GIVEN PASSAGE:
# Bell & Rogers to Charge for Incoming Text Messages



## bgw (Jan 8, 2008)

*Bell & Telus to Charge for Incoming Text Messages*

According to a article in the Windsor Star Bell & Telus plan to charge $0.15 per incoming message.



> Bell Mobility will begin charging customers 15 cents per incoming text message on Aug. 8. Telus Mobility is moving to the same billing practice effective Aug. 24.


For those of you who get spam text messages have fun... beejacon 

Remember those old commercials featuring the 'bankers', with the line 'You have bankers', and the bankers would be under all the furniture etc. grabbing as much money as they could. The same applies to our telephone companies!

Rogers...



> ... says it has no plans to institute a fee to receive a text message.


Still no iPhone for me.


----------



## dona83 (Jun 26, 2005)

what... the...


----------



## kps (May 4, 2003)

When Bell or Rogers send you those stupid promotional text messages, take $0.15 off the bill. :lmao:


----------



## HowEver (Jan 11, 2005)

The thread title is wrong, although it looks like the OP tried to correct it.


----------



## madgunde (Mar 10, 2006)

HowEver said:


> The thread title is wrong, although it looks like the OP tried to correct it.


Yeah, knew it was wrong since I just read this story elsewhere but it was Bell and telus. Thank GOD, I think we have enough reason to hate Rogers, we don't need another one.

DATA LINES:

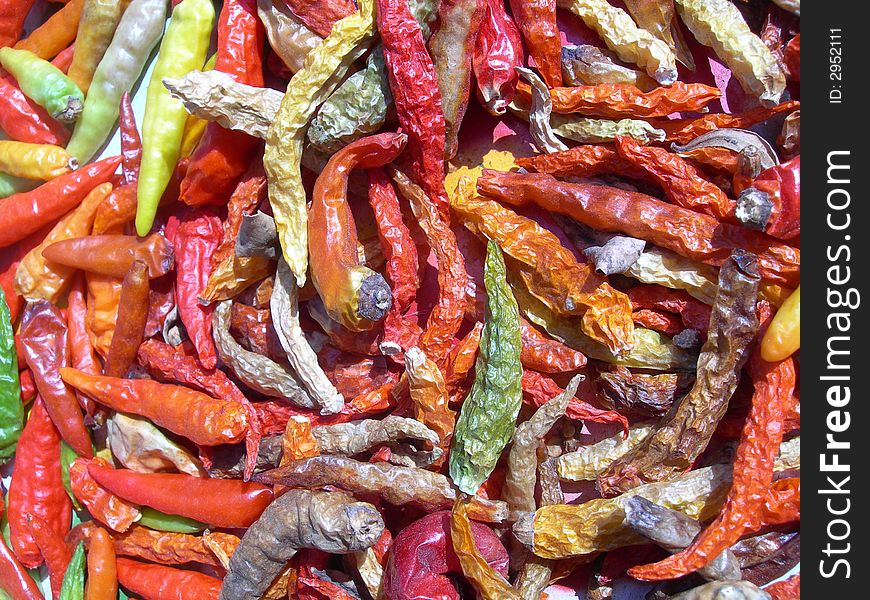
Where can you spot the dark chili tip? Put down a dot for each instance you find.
(688, 339)
(375, 298)
(754, 208)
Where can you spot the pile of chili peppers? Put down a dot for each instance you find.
(400, 299)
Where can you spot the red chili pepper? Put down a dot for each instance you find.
(782, 184)
(167, 363)
(37, 487)
(156, 582)
(218, 502)
(538, 390)
(224, 155)
(417, 97)
(498, 51)
(401, 254)
(104, 506)
(202, 419)
(22, 214)
(320, 15)
(789, 589)
(537, 22)
(45, 338)
(24, 120)
(195, 235)
(687, 233)
(681, 182)
(694, 313)
(14, 578)
(82, 354)
(752, 474)
(13, 13)
(53, 550)
(131, 142)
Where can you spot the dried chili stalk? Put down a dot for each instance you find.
(687, 430)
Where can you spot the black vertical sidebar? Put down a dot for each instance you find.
(835, 264)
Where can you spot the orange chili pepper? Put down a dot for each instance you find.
(102, 583)
(202, 419)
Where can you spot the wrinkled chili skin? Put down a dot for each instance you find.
(687, 233)
(223, 155)
(418, 99)
(422, 556)
(45, 337)
(195, 236)
(37, 486)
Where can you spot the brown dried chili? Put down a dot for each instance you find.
(620, 100)
(45, 338)
(113, 254)
(132, 318)
(536, 20)
(202, 419)
(685, 232)
(414, 86)
(686, 430)
(498, 50)
(37, 487)
(550, 272)
(539, 389)
(446, 317)
(107, 508)
(352, 293)
(681, 182)
(452, 48)
(400, 332)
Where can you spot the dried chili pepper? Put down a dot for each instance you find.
(682, 184)
(104, 506)
(222, 156)
(328, 521)
(24, 213)
(46, 344)
(422, 559)
(36, 487)
(690, 234)
(732, 318)
(353, 294)
(487, 419)
(446, 317)
(223, 503)
(414, 85)
(102, 583)
(200, 418)
(195, 237)
(11, 409)
(536, 20)
(156, 581)
(324, 69)
(629, 42)
(452, 50)
(550, 272)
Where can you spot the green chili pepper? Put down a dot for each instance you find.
(44, 83)
(73, 586)
(360, 105)
(11, 409)
(183, 49)
(154, 519)
(486, 422)
(67, 456)
(138, 32)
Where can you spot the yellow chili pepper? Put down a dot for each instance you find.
(783, 337)
(183, 49)
(35, 161)
(96, 27)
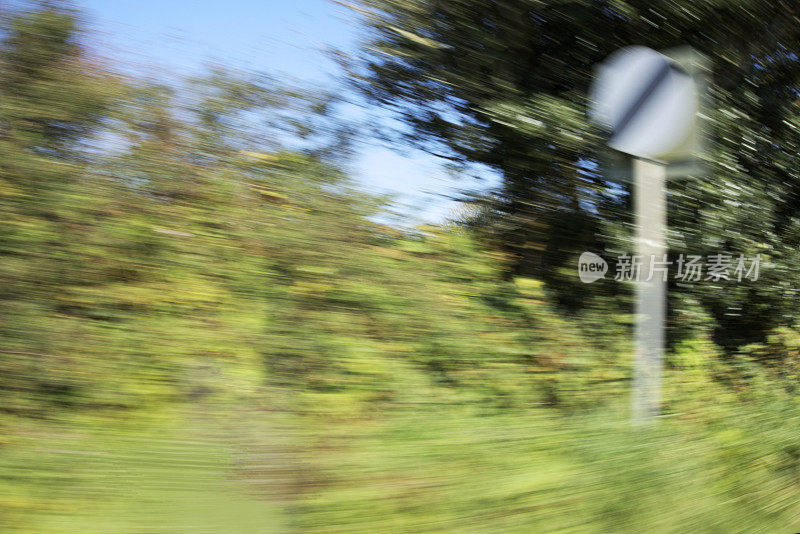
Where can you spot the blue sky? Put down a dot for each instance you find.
(284, 37)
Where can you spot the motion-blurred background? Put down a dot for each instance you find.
(310, 266)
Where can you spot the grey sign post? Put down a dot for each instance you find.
(648, 105)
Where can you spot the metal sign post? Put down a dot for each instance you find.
(651, 290)
(647, 103)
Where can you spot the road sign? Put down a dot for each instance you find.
(647, 104)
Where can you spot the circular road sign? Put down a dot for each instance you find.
(646, 104)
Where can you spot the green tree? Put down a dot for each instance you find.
(505, 84)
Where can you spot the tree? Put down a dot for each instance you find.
(504, 83)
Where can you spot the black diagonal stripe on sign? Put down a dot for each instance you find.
(650, 88)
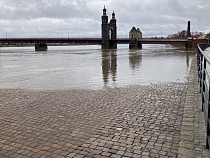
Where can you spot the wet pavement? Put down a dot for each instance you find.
(134, 121)
(156, 120)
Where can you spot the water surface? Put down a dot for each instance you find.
(67, 67)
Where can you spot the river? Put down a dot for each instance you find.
(88, 67)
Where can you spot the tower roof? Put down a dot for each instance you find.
(133, 30)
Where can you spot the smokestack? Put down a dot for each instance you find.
(188, 30)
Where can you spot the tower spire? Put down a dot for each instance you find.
(113, 15)
(104, 10)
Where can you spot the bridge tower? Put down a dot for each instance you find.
(105, 30)
(188, 29)
(113, 29)
(189, 37)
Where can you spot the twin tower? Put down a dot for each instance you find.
(109, 31)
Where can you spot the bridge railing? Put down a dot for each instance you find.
(203, 63)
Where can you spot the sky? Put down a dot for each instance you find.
(82, 18)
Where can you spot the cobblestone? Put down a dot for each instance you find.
(120, 122)
(134, 121)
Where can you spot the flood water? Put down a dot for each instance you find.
(88, 67)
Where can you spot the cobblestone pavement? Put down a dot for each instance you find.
(193, 132)
(136, 121)
(161, 120)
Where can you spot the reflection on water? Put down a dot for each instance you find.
(91, 68)
(109, 65)
(135, 59)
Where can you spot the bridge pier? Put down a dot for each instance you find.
(108, 31)
(135, 44)
(134, 36)
(40, 47)
(189, 43)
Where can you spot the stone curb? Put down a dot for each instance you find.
(193, 131)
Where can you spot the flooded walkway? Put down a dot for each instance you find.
(153, 120)
(134, 121)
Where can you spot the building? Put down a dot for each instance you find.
(135, 33)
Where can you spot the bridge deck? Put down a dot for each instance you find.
(88, 40)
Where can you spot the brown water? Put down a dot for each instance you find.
(67, 67)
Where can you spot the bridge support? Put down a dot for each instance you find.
(107, 29)
(41, 47)
(135, 44)
(134, 36)
(189, 39)
(189, 43)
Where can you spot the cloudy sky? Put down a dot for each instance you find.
(82, 18)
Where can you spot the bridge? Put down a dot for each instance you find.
(97, 41)
(88, 41)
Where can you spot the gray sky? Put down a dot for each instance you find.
(82, 18)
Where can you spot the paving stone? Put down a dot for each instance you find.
(115, 122)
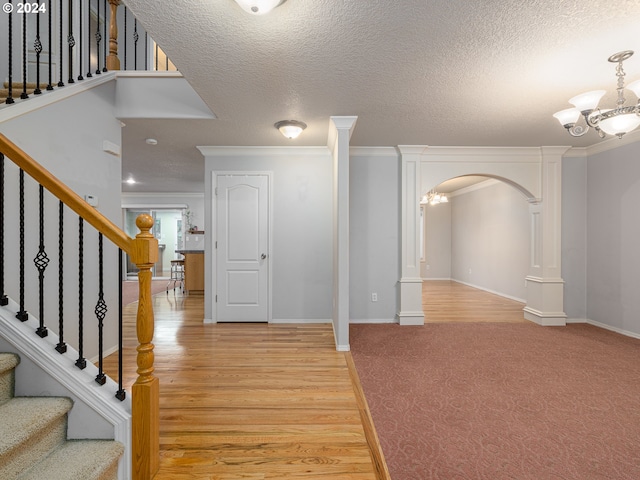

GOAL:
In two sentences, how would you summarize the forum thread about charges for incoming text messages?

TASK RESPONSE:
Citing a Windsor Star article, the thread reports that Bell Mobility will begin charging 15 cents per incoming text message on Aug. 8 and Telus Mobility on Aug. 24, while Rogers says it has no plans to charge for receiving texts. Replies include a joke about deducting $0.15 from the bill for each promotional text the carriers send, and a note that the thread title wrongly names Rogers when the story concerns Bell and Telus.